━━━ LISTED RECORDS ━━━

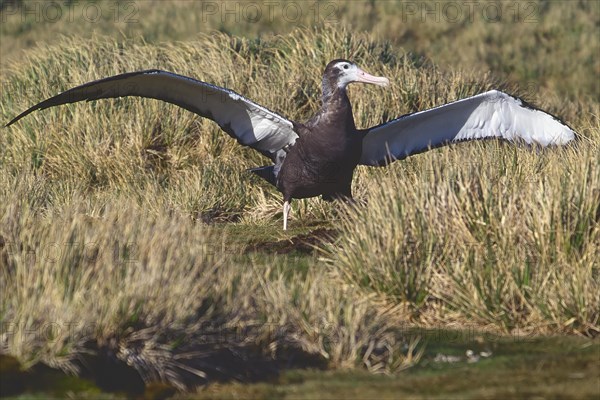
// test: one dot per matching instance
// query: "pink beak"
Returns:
(368, 78)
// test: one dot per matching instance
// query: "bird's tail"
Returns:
(267, 173)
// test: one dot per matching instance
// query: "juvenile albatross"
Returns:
(318, 158)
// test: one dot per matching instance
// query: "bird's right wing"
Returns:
(251, 124)
(492, 114)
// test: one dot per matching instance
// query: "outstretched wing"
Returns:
(487, 115)
(251, 124)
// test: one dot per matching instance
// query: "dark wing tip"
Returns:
(24, 113)
(58, 99)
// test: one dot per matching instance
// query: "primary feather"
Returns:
(487, 115)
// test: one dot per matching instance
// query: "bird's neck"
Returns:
(335, 103)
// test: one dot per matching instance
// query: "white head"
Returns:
(340, 73)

━━━

*WORK TO COMPLETE*: Rewrite every entry with each "query" swapped for "search", keeping everything else identical. Leave out the pictures.

*CORRECT RESULT*:
// test: one dot per matching instance
// search: "pink beak"
Returns:
(368, 78)
// test: one dot per matching instance
// search: "bird's tail"
Returns:
(267, 173)
// test: one dot per matching instance
// search: "juvenile albatross"
Returns:
(318, 158)
// test: one dot per matching instance
// search: "bird's right wing"
Returns:
(251, 124)
(492, 114)
// test: one dot per matching instance
// search: "outstretched wing"
Returns:
(487, 115)
(251, 124)
// test: one dot per matching instance
// search: "dark wing tip"
Returns:
(24, 113)
(58, 99)
// test: one dot per matching instance
// search: "primary feather"
Returns:
(487, 115)
// test: one dot per matching instance
// search: "bird's neck"
Returns:
(335, 103)
// test: one dot per matching instance
// search: "white head"
Returns:
(340, 73)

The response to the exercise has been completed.